DATA SUPPLIED –
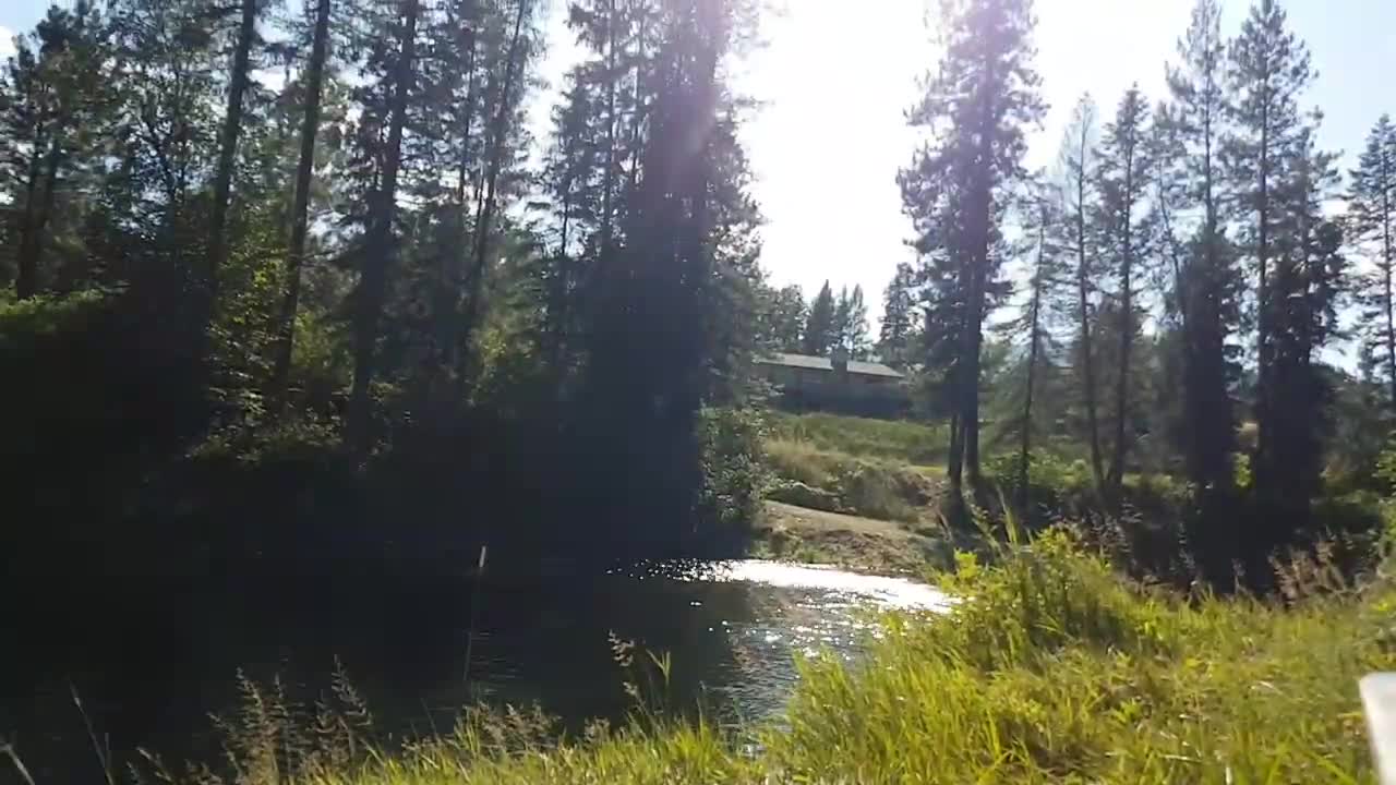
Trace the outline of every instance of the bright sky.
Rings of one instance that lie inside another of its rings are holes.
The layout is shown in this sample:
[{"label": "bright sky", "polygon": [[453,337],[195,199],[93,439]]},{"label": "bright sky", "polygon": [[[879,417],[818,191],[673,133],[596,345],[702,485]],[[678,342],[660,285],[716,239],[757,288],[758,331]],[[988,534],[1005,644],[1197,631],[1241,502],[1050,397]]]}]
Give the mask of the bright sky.
[{"label": "bright sky", "polygon": [[[577,56],[561,18],[567,0],[549,0],[553,35],[543,74],[553,84]],[[775,0],[766,14],[766,46],[737,77],[737,89],[761,101],[744,130],[758,177],[755,197],[768,218],[762,264],[778,284],[812,295],[828,278],[835,288],[861,284],[874,318],[903,242],[896,170],[909,162],[913,133],[903,110],[916,78],[934,64],[924,25],[927,0]],[[43,0],[7,0],[4,29],[29,29]],[[1110,115],[1138,81],[1150,99],[1163,95],[1163,63],[1174,56],[1192,0],[1037,0],[1037,67],[1051,109],[1033,137],[1030,165],[1053,161],[1076,98],[1090,91]],[[1226,35],[1245,14],[1228,0]],[[1382,112],[1396,115],[1396,3],[1390,0],[1287,0],[1293,28],[1308,43],[1319,80],[1308,95],[1323,108],[1321,142],[1358,149]],[[558,39],[563,41],[558,41]],[[550,99],[550,96],[546,96]],[[533,124],[546,127],[543,101]]]}]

STATED GOAL – Rewrite the lines above with every "instance" changed to "region" and nothing else altered. Leave out the pictures.

SOLUTION FOR THIS TASK –
Trace the outline of every region of the bright sky.
Rings of one region that lie inside another of its rings are holes.
The layout is shown in this sample:
[{"label": "bright sky", "polygon": [[453,337],[195,199],[93,439]]},{"label": "bright sky", "polygon": [[[879,417],[818,191],[673,133],[596,345],[702,485]],[[678,342],[660,285],[716,239],[757,288],[758,331]],[[988,534],[1005,644],[1197,631],[1241,502],[1050,397]]]}]
Give the mask of the bright sky.
[{"label": "bright sky", "polygon": [[[577,56],[561,18],[567,0],[549,0],[553,35],[543,74],[553,84]],[[775,0],[766,14],[766,46],[737,77],[737,89],[761,101],[744,130],[758,177],[755,197],[768,218],[762,264],[778,284],[812,295],[828,278],[835,288],[861,284],[874,318],[903,242],[896,170],[909,162],[913,133],[903,110],[916,78],[934,64],[924,25],[927,0]],[[43,0],[7,0],[4,29],[29,29]],[[1110,115],[1138,81],[1150,99],[1163,95],[1163,63],[1174,56],[1192,0],[1037,0],[1037,67],[1051,109],[1033,137],[1030,165],[1053,161],[1076,98],[1090,91]],[[1226,35],[1245,14],[1228,0]],[[1382,112],[1396,115],[1396,3],[1390,0],[1287,0],[1293,28],[1308,43],[1319,80],[1308,95],[1323,108],[1321,142],[1358,149]],[[558,39],[563,41],[558,41]],[[550,99],[550,96],[546,96]],[[533,124],[546,127],[543,101]]]}]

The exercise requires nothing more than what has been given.